Meet the MO v. Biden Plaintiffs- Celebrated Psychiatrist Aaron Kheriaty Challenged the University of California Irvine’s Vaccine Mandate, Then They Fired Him – Listen to Dr. Kheriaty Describe the Current Totalitarian Threat Facing This Nation.

The “most important free speech case in a generation,” Missouri v. Biden (Murthy v. Missouri), is set to be heard by the Supreme Court on Monday, March 18th.

Dr. Aaron Kheriaty is a renowned psychiatrist and ethicist. Not that long ago, Aaron was a celebrated scientist, public speaker, and author. Aaron’s work has been published in the Wall Street Journal, the Washington Post, Newsweek, The Federalist, Compact, The New Atlantis, City Journal, and First Things. Dr. Kheriaty was fired from the University of California after challenging the University’s covid vaccine mandate in federal court.

On Monday, Dr. Aaron Kheriaty will join four fellow plaintiffs, as well as Missouri and Louisiana, in challenging the Biden administration in the US Supreme Court.

Missouri v. Biden is the case filed by the courageous Attorneys General from Missouri and Louisiana against the Biden Administration for their First Amendment violations. Specifically, the case complains to the Court that the federal government violated the US Constitution when it specifically directed social media companies to delete and censor comments, articles, accounts, memes, and photos they disliked. The case also alleges the government engaged in a wholesale de-platforming of specific users, specific comments, and specific topics.

● **RECORDED INFORMATION**
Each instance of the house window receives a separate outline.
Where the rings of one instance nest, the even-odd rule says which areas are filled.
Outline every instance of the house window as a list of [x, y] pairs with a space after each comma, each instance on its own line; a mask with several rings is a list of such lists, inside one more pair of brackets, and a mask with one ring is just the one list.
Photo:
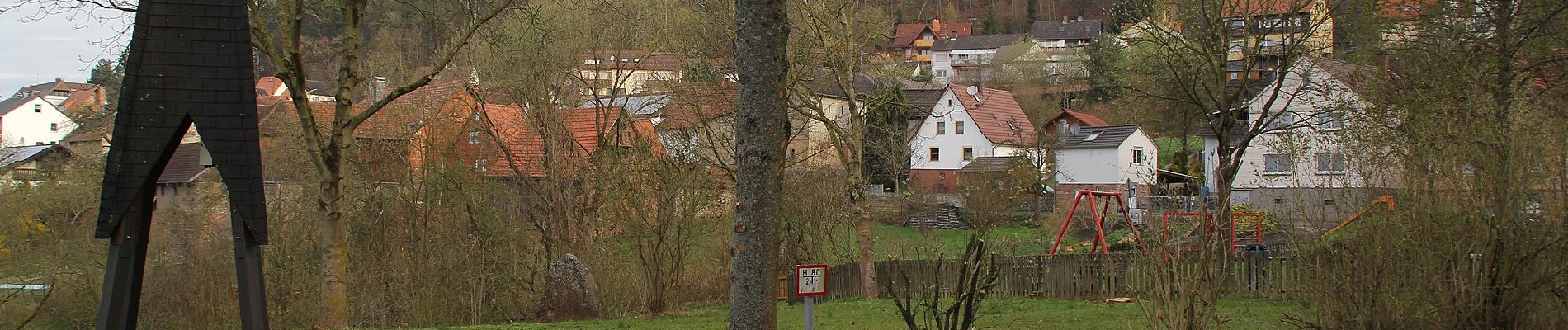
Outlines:
[[1289, 128], [1292, 122], [1295, 122], [1295, 114], [1278, 113], [1273, 116], [1273, 120], [1269, 120], [1269, 127], [1264, 127], [1264, 130], [1284, 130]]
[[1344, 113], [1339, 111], [1320, 111], [1317, 113], [1319, 128], [1325, 131], [1338, 131], [1345, 128]]
[[1264, 155], [1264, 175], [1290, 174], [1290, 155]]
[[1319, 174], [1344, 174], [1345, 153], [1317, 153]]

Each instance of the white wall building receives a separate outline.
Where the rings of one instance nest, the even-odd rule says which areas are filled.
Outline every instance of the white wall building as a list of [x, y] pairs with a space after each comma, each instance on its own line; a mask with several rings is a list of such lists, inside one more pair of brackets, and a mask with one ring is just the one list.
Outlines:
[[[1308, 58], [1259, 89], [1247, 103], [1247, 122], [1237, 127], [1262, 120], [1265, 130], [1242, 153], [1231, 202], [1331, 224], [1378, 191], [1396, 186], [1374, 169], [1358, 166], [1358, 158], [1377, 156], [1375, 152], [1352, 149], [1342, 136], [1366, 108], [1355, 86], [1372, 78], [1363, 77], [1372, 72], [1367, 66]], [[1245, 128], [1232, 131], [1232, 141], [1245, 135]], [[1212, 192], [1220, 141], [1209, 127], [1201, 135], [1204, 189]]]
[[1083, 127], [1057, 136], [1057, 185], [1157, 183], [1160, 147], [1138, 125]]
[[20, 92], [0, 102], [0, 147], [56, 144], [77, 128], [41, 94]]
[[[949, 84], [919, 124], [911, 127], [909, 185], [916, 191], [958, 191], [958, 169], [978, 156], [1027, 156], [1035, 128], [1013, 92]], [[927, 111], [927, 109], [920, 109]]]

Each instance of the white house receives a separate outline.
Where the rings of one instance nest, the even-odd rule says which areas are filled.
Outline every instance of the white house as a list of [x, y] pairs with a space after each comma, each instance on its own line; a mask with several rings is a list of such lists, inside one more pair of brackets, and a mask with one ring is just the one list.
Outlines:
[[977, 80], [978, 75], [967, 72], [991, 64], [999, 48], [1027, 38], [1029, 34], [1018, 33], [939, 39], [931, 45], [931, 77], [941, 83], [953, 81], [961, 74], [961, 81]]
[[52, 81], [22, 88], [0, 102], [0, 147], [63, 141], [77, 128], [66, 109], [86, 102], [102, 103], [97, 86]]
[[[1358, 155], [1342, 136], [1355, 125], [1366, 103], [1356, 92], [1375, 67], [1327, 58], [1301, 59], [1290, 70], [1258, 89], [1247, 103], [1248, 117], [1237, 127], [1264, 120], [1264, 131], [1242, 155], [1231, 185], [1232, 203], [1248, 203], [1290, 219], [1333, 224], [1397, 186], [1385, 175], [1358, 166]], [[1270, 102], [1270, 99], [1273, 102]], [[1264, 111], [1267, 106], [1267, 111]], [[1267, 116], [1267, 117], [1265, 117]], [[1232, 141], [1245, 128], [1232, 130]], [[1204, 189], [1215, 188], [1218, 138], [1207, 125], [1204, 139]]]
[[978, 156], [1027, 156], [1035, 125], [1013, 92], [949, 84], [911, 127], [909, 186], [922, 192], [958, 192], [958, 169]]
[[[1057, 133], [1057, 191], [1123, 191], [1157, 183], [1160, 147], [1138, 125], [1062, 128]], [[1146, 192], [1146, 191], [1145, 191]]]

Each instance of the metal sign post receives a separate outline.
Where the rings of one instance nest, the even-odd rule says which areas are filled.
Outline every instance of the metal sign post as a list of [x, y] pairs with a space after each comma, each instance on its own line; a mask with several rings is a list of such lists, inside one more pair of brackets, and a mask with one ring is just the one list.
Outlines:
[[806, 330], [817, 328], [812, 300], [828, 296], [828, 264], [795, 266], [795, 296], [806, 300]]

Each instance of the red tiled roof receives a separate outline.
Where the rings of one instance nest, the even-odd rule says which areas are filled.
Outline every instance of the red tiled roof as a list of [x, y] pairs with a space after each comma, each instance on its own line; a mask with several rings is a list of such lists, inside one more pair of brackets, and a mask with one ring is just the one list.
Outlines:
[[975, 127], [993, 144], [1030, 145], [1035, 141], [1035, 125], [1029, 122], [1024, 108], [1013, 100], [1013, 92], [986, 88], [980, 91], [980, 102], [969, 95], [967, 86], [949, 84], [953, 97], [964, 105]]
[[956, 22], [956, 23], [938, 23], [939, 28], [931, 28], [931, 23], [898, 23], [894, 27], [892, 47], [909, 47], [909, 42], [920, 39], [920, 33], [931, 31], [936, 39], [971, 36], [974, 33], [974, 23]]
[[284, 89], [284, 80], [279, 80], [278, 77], [268, 75], [256, 78], [256, 89], [260, 95], [289, 99], [289, 91], [282, 91], [282, 95], [278, 94], [279, 89]]
[[1319, 0], [1226, 0], [1225, 17], [1306, 13]]
[[1073, 109], [1063, 109], [1055, 117], [1051, 117], [1051, 122], [1057, 122], [1057, 120], [1062, 120], [1062, 119], [1066, 119], [1066, 117], [1071, 117], [1071, 119], [1074, 119], [1077, 122], [1082, 122], [1085, 127], [1104, 127], [1104, 125], [1110, 125], [1110, 124], [1105, 122], [1105, 119], [1094, 117], [1094, 114], [1073, 111]]
[[1439, 6], [1438, 0], [1378, 0], [1378, 16], [1392, 20], [1413, 20]]
[[[513, 105], [485, 105], [485, 116], [494, 127], [495, 139], [505, 150], [502, 155], [494, 156], [492, 166], [486, 170], [488, 175], [513, 177], [516, 174], [527, 174], [528, 177], [544, 177], [546, 161], [586, 160], [588, 155], [604, 147], [601, 141], [618, 147], [646, 144], [654, 153], [663, 153], [663, 145], [659, 144], [652, 122], [629, 117], [621, 108], [566, 109], [564, 117], [554, 125], [536, 125], [522, 108]], [[546, 131], [564, 128], [564, 133], [571, 135], [572, 144], [560, 147], [547, 156], [544, 135], [539, 133], [539, 128], [546, 128]]]

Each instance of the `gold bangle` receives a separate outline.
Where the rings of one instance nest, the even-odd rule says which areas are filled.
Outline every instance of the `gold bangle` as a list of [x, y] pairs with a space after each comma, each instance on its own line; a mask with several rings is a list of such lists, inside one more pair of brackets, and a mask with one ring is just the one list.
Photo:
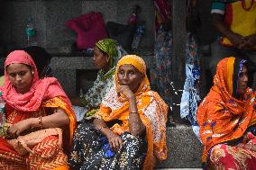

● **DIRECTIONS**
1 – Summarize the Missouri v. Biden passage in two sentences.
2 – Reproduce everything in the Missouri v. Biden passage from "Meet the MO" down to "Monday, March 18th.".

● **TASK SOLUTIONS**
1 – Missouri v. Biden (Murthy v. Missouri), brought by the Attorneys General of Missouri and Louisiana, alleges that the Biden administration violated the First Amendment by directing social media companies to delete and censor content and by de-platforming specific users, comments, and topics, and the Supreme Court is set to hear it on Monday, March 18th. One of the plaintiffs is psychiatrist and ethicist Dr. Aaron Kheriaty, who was fired from the University of California after challenging its covid vaccine mandate in federal court.

2 –
Meet the MO v. Biden Plaintiffs- Celebrated Psychiatrist Aaron Kheriaty Challenged the University of California Irvine’s Vaccine Mandate, Then They Fired Him – Listen to Dr. Kheriaty Describe the Current Totalitarian Threat Facing This Nation.

The “most important free speech case in a generation,” Missouri v. Biden (Murthy v. Missouri), is set to be heard by the Supreme Court on Monday, March 18th.